What is asked –
a: From the thread about the pandas error, list in order every statement that filters busiest_hosts with str.contains. Include repeated ones.
b: Please transcribe the part of the thread about the pandas error that opens with the words containing "Below is what" and closes with "escape the .".

Document text –
((
Below is what my dataframe looks like, as you would see one of my dataframe column is URL and other is timestamp count. When I am running this code: busiest_hosts[busiest_hosts['host'].str.contains('***.novo.dk')==True]
I get an error: error: nothing to repeat at position 0
. Which I think is because the first element of my URL is *
. It seems like a python bug (my python version is 3.x). I would really appreciate if anyone could help me in resolving this.
contains
assumes the string is a regex expression and interprets the *
as a command to repeat the prior character or expression. You want to escape the *
. And while you're at it, escape the .
as well.
busiest_hosts[busiest_hosts['host'].str.contains('\*{3}\.novo\.dk')==True]
demo
busiest_hosts = pd.DataFrame(dict(host=['***.novo.dk', '007.thegap.com'], timestamp=[16, 45]))
print(busiest_hosts)
host timestamp
0 ***.novo.dk 16
1 007.thegap.com 45
busiest_hosts[busiest_hosts['host'].str.contains('\*{3}\.novo\.dk')==True]
host timestamp
0 ***.novo.dk 16
Or as OP pointed out to me ;-), just turn regex off regex=False
busiest_hosts[busiest_hosts['host'].str.contains('***.novo.dk', regex=False)==True]
))
Source excerpt –
((
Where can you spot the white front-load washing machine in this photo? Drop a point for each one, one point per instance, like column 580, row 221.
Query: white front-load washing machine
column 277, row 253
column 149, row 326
))
Per-task answers –
a:
1. busiest_hosts[busiest_hosts['host'].str.contains('***.novo.dk')==True]
2. busiest_hosts[busiest_hosts['host'].str.contains('\*{3}\.novo\.dk')==True]
3. busiest_hosts[busiest_hosts['host'].str.contains('\*{3}\.novo\.dk')==True]
4. busiest_hosts[busiest_hosts['host'].str.contains('***.novo.dk', regex=False)==True]

b:
Below is what my dataframe looks like, as you would see one of my dataframe column is URL and other is timestamp count. When I am running this code: busiest_hosts[busiest_hosts['host'].str.contains('***.novo.dk')==True]
I get an error: error: nothing to repeat at position 0
. Which I think is because the first element of my URL is *
. It seems like a python bug (my python version is 3.x). I would really appreciate if anyone could help me in resolving this.
contains
assumes the string is a regex expression and interprets the *
as a command to repeat the prior character or expression. You want to escape the *
. And while you're at it, escape the .